** START **

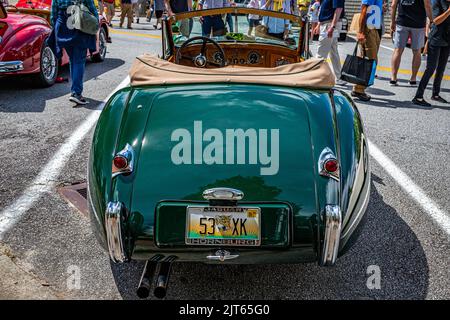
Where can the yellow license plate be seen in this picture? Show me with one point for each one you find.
(223, 226)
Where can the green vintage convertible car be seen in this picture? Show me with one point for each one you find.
(232, 147)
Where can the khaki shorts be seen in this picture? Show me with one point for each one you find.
(402, 34)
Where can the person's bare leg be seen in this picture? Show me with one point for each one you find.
(395, 62)
(415, 64)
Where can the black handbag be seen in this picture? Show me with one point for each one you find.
(359, 70)
(82, 19)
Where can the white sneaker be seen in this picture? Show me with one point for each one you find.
(78, 99)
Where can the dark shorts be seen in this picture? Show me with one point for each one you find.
(254, 22)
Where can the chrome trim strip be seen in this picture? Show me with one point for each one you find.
(325, 155)
(113, 228)
(127, 153)
(223, 194)
(350, 225)
(11, 66)
(333, 221)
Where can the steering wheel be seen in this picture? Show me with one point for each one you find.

** END **

— Aim —
Set down the material exactly, every line of it, except for the pictures.

— Result of this exercise —
Where can the yellow license plate be seen in this picture? Show me with one point for each one you find.
(223, 226)
Where can the green vintage convertible car be seen in this picture? Show me with one point for each one you find.
(232, 147)
Where can the khaki shorts be seen in this picture? Show me with one point for each one you find.
(402, 34)
Where can the person's bare leg be seen in this picture? Show me with one point for each one you find.
(395, 62)
(415, 64)
Where can the black handbag be seen in this picture? Show me with one point for each one you find.
(359, 70)
(82, 19)
Where can the white sneaker be seen in this picture? Show me with one point for each one you find.
(78, 99)
Where can the dark shorts be seen in this picture? Show me with one point for each one you find.
(254, 22)
Where can the chrome trim strip be seen in this picture? Show me with one point for each one you find.
(325, 155)
(113, 228)
(127, 153)
(223, 194)
(350, 225)
(11, 66)
(333, 221)
Where can the steering wheel be seen in this picture? Show me with one point for each one you find.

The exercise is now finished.